**DIRECTIVE**
Rewrite the lines below as a numbered list, dropping any blank lines.

**TASK INPUT**

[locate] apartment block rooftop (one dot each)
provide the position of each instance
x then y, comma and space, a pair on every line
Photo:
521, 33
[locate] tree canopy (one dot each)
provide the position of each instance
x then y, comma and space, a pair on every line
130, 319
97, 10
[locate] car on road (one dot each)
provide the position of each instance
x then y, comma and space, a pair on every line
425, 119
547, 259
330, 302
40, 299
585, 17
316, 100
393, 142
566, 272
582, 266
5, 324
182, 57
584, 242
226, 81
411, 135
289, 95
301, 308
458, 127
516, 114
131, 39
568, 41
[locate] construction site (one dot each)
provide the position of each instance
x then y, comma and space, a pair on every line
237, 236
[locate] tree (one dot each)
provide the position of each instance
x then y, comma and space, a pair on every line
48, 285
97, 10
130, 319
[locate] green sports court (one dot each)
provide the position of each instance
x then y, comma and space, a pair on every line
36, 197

**RIGHT ANSWER**
1. [locate] apartment block rooftop (one dot each)
2. provide the position of each instance
3. x then y, comma and space, a pair on every line
4. Photo:
5. 521, 33
6. [locate] tree canopy (one dot each)
7. provide the position of each instance
8. x then y, comma and space, a pair on every line
9. 130, 319
10. 97, 10
11. [locate] car on road (one dot each)
12. provide the position of each instance
13. x then y, comma and space, a pair on every line
14. 425, 119
15. 547, 259
16. 330, 302
17. 40, 299
18. 585, 17
19. 316, 100
20. 393, 142
21. 566, 272
22. 582, 266
23. 5, 324
24. 182, 57
25. 584, 242
26. 226, 81
27. 411, 135
28. 289, 95
29. 301, 308
30. 458, 127
31. 516, 114
32. 131, 39
33. 568, 41
34. [locate] construction site (one dot each)
35. provide the position of each instance
36. x then y, comma and space, a pair on every line
37. 237, 236
38. [locate] tree (one dot each)
39. provide the position of each instance
40. x then y, comma and space, a pair on every line
41. 48, 285
42. 97, 10
43. 130, 319
44. [locate] green sports court (one dot each)
45. provide the position of each instance
46. x then y, comma and space, a pair on every line
47. 36, 197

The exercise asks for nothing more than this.